RECORD EXTRACTS:
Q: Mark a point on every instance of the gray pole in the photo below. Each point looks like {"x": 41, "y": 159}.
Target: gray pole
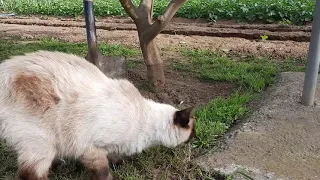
{"x": 311, "y": 75}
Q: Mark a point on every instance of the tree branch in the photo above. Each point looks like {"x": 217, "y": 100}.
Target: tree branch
{"x": 162, "y": 21}
{"x": 146, "y": 11}
{"x": 130, "y": 9}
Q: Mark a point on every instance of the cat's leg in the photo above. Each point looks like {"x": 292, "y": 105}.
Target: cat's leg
{"x": 35, "y": 162}
{"x": 97, "y": 162}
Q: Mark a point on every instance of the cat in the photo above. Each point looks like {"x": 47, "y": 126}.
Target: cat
{"x": 56, "y": 105}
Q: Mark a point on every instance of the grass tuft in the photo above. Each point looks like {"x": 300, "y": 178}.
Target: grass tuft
{"x": 213, "y": 119}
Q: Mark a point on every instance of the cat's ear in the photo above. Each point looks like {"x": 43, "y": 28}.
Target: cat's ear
{"x": 182, "y": 117}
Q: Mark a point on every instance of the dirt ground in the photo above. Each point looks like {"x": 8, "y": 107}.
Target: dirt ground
{"x": 240, "y": 39}
{"x": 279, "y": 141}
{"x": 229, "y": 37}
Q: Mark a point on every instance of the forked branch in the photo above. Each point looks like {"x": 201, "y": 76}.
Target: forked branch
{"x": 163, "y": 20}
{"x": 130, "y": 9}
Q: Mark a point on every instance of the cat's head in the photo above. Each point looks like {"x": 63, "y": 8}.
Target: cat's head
{"x": 184, "y": 126}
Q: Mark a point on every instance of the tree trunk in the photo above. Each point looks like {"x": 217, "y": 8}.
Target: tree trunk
{"x": 153, "y": 61}
{"x": 148, "y": 28}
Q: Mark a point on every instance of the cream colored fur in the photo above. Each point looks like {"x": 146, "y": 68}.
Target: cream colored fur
{"x": 93, "y": 112}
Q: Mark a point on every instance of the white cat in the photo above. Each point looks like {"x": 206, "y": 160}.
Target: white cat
{"x": 55, "y": 105}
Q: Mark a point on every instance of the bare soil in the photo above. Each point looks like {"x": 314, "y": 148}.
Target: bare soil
{"x": 182, "y": 89}
{"x": 229, "y": 37}
{"x": 226, "y": 36}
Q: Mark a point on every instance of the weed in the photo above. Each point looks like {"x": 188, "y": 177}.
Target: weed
{"x": 213, "y": 119}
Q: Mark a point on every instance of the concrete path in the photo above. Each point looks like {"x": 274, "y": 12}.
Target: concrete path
{"x": 281, "y": 140}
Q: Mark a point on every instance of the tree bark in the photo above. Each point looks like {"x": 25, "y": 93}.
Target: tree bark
{"x": 154, "y": 63}
{"x": 148, "y": 29}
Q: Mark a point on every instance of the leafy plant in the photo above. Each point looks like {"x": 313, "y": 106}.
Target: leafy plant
{"x": 293, "y": 11}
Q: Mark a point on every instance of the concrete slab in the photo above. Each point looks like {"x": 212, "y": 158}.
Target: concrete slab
{"x": 281, "y": 140}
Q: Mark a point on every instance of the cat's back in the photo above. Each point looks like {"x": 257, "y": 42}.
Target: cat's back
{"x": 43, "y": 78}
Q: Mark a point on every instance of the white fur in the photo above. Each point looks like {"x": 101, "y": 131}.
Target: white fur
{"x": 105, "y": 113}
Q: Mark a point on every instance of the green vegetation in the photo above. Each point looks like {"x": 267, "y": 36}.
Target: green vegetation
{"x": 251, "y": 75}
{"x": 293, "y": 11}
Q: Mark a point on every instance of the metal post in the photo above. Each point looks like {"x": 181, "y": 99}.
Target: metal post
{"x": 90, "y": 23}
{"x": 311, "y": 75}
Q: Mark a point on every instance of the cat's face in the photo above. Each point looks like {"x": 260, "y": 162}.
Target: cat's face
{"x": 185, "y": 125}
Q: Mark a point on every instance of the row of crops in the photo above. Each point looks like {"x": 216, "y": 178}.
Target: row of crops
{"x": 288, "y": 11}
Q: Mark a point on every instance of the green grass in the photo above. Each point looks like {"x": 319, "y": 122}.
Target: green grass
{"x": 251, "y": 76}
{"x": 293, "y": 11}
{"x": 9, "y": 48}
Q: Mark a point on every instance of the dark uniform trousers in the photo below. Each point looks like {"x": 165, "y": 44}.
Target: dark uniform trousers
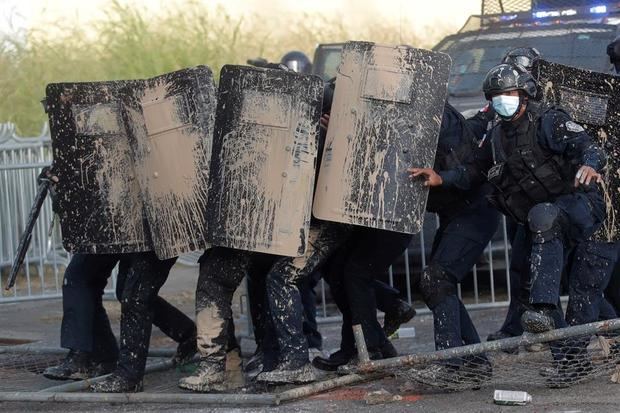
{"x": 221, "y": 272}
{"x": 85, "y": 324}
{"x": 458, "y": 244}
{"x": 370, "y": 253}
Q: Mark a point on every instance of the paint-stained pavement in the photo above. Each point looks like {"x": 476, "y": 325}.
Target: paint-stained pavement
{"x": 39, "y": 321}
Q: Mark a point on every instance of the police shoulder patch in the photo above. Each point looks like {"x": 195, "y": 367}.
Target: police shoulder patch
{"x": 573, "y": 127}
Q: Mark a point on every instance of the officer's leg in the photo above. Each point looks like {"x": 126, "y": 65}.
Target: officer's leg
{"x": 146, "y": 275}
{"x": 84, "y": 317}
{"x": 396, "y": 311}
{"x": 607, "y": 311}
{"x": 588, "y": 277}
{"x": 308, "y": 299}
{"x": 85, "y": 328}
{"x": 333, "y": 276}
{"x": 221, "y": 272}
{"x": 266, "y": 353}
{"x": 546, "y": 223}
{"x": 169, "y": 319}
{"x": 285, "y": 307}
{"x": 373, "y": 251}
{"x": 257, "y": 297}
{"x": 519, "y": 286}
{"x": 612, "y": 292}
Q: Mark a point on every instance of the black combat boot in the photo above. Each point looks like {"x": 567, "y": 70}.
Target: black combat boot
{"x": 538, "y": 320}
{"x": 185, "y": 351}
{"x": 209, "y": 376}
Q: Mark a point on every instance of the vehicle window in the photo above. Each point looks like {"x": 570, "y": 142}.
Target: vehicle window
{"x": 473, "y": 55}
{"x": 326, "y": 63}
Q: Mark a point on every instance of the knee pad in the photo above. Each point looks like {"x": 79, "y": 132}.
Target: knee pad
{"x": 544, "y": 222}
{"x": 436, "y": 285}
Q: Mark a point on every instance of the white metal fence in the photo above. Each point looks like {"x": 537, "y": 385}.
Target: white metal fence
{"x": 21, "y": 160}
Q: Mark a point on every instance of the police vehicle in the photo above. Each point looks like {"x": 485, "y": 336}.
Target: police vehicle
{"x": 570, "y": 32}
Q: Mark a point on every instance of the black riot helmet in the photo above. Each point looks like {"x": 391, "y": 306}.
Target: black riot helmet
{"x": 613, "y": 51}
{"x": 506, "y": 77}
{"x": 328, "y": 95}
{"x": 297, "y": 62}
{"x": 522, "y": 56}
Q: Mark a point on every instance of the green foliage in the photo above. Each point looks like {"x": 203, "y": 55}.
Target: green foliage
{"x": 126, "y": 44}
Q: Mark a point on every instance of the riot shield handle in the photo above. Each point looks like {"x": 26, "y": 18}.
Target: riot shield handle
{"x": 24, "y": 241}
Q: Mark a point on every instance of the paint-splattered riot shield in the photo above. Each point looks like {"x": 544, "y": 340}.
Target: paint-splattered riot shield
{"x": 593, "y": 100}
{"x": 263, "y": 163}
{"x": 101, "y": 210}
{"x": 170, "y": 122}
{"x": 385, "y": 117}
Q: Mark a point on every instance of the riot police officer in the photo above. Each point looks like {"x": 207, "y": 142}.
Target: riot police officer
{"x": 467, "y": 223}
{"x": 86, "y": 330}
{"x": 519, "y": 294}
{"x": 543, "y": 167}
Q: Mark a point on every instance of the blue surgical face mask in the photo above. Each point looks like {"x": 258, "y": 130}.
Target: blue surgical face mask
{"x": 506, "y": 106}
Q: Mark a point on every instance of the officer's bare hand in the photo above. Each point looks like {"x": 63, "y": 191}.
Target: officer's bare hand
{"x": 431, "y": 178}
{"x": 325, "y": 121}
{"x": 48, "y": 174}
{"x": 587, "y": 174}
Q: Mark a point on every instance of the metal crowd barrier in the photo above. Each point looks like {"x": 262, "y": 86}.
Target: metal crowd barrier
{"x": 21, "y": 160}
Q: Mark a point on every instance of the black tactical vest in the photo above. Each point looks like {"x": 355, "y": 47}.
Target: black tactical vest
{"x": 525, "y": 174}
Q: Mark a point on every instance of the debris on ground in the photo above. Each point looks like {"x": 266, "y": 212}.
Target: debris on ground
{"x": 380, "y": 397}
{"x": 615, "y": 377}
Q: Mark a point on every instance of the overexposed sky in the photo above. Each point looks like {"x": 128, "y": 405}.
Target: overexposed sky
{"x": 15, "y": 14}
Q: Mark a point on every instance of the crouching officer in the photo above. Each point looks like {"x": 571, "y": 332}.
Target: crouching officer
{"x": 543, "y": 167}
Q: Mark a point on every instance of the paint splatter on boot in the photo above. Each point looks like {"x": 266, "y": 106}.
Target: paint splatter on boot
{"x": 185, "y": 351}
{"x": 537, "y": 321}
{"x": 209, "y": 376}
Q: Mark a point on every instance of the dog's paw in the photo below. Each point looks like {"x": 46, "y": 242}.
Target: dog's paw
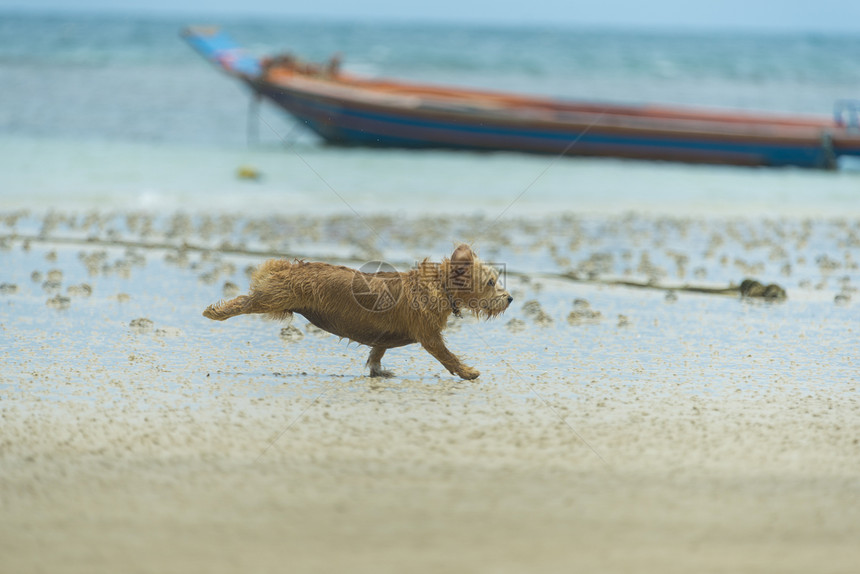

TASK:
Collect every line of the listing above that contains the word "bare", and copy each one unchanged.

FULL ANSWER:
Q: Mark a point on every instance of the bare soil in the photo above. Each point looks like {"x": 314, "y": 148}.
Target: bare soil
Q: Mark a point on every instance of the officer's bare hand in the photo above. Each point looks like {"x": 63, "y": 191}.
Target: officer's bare hand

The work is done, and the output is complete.